◆ **Instructions for the task**: Can you reproduce the ablation-study passage below word for word, in full?

━━ Source document

4.4 Ablation studies
This subsection performs an ablation study for the components in the proposed network over the super-resolution task with a × 4 scale factor. It first studies how the representation module affects the image SR performance by using the estimation of the PSNR and SSIM. Our network outputs different response features, from low-to-high resolutions. The output of V1 is the representation only from the high-resolution branch, and the output of V2 is concatenated and is mixed with different representations in series. While the V3 is our proposed representation method, we gradually upsample and concatenate different feature representations from low-to-high resolutions. Table 2 shows that the proposed representation method brings improved performance. Next, we analyzed our feature fusion strategy in Table 3, and the results indicate that the proposed selective scale fusion network achieves superior performance compared to summation and concatenation.

━━━━
━━ Listing

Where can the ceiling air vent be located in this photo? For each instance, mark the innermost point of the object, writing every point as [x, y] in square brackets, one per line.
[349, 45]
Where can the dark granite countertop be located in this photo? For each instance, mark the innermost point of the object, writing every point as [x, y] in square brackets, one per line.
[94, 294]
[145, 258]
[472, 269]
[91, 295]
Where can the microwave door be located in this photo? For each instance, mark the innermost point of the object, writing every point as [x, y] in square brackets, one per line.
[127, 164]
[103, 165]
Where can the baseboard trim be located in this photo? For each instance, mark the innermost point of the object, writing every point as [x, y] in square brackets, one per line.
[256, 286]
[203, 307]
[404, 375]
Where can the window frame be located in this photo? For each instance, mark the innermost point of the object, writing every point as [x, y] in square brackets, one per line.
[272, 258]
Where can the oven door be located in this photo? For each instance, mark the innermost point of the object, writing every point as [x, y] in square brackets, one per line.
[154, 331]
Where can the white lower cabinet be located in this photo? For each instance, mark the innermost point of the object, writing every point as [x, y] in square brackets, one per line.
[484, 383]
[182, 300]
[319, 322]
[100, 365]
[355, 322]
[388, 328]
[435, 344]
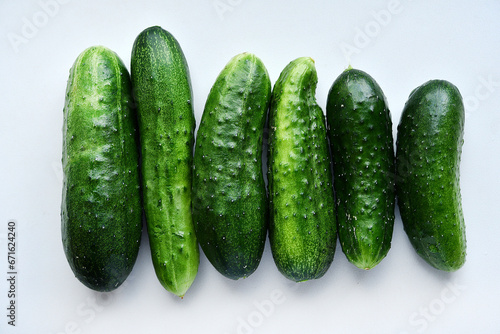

━━━━

◆ **Result for this exercise**:
4.4 Ablation studies
This subsection performs an ablation study for the components in the proposed network over the super-resolution task with a × 4 scale factor. It first studies how the representation module affects the image SR performance by using the estimation of the PSNR and SSIM. Our network outputs different response features, from low-to-high resolutions. The output of V1 is the representation only from the high-resolution branch, and the output of V2 is concatenated and is mixed with different representations in series. While the V3 is our proposed representation method, we gradually upsample and concatenate different feature representations from low-to-high resolutions. Table 2 shows that the proposed representation method brings improved performance. Next, we analyzed our feature fusion strategy in Table 3, and the results indicate that the proposed selective scale fusion network achieves superior performance compared to summation and concatenation.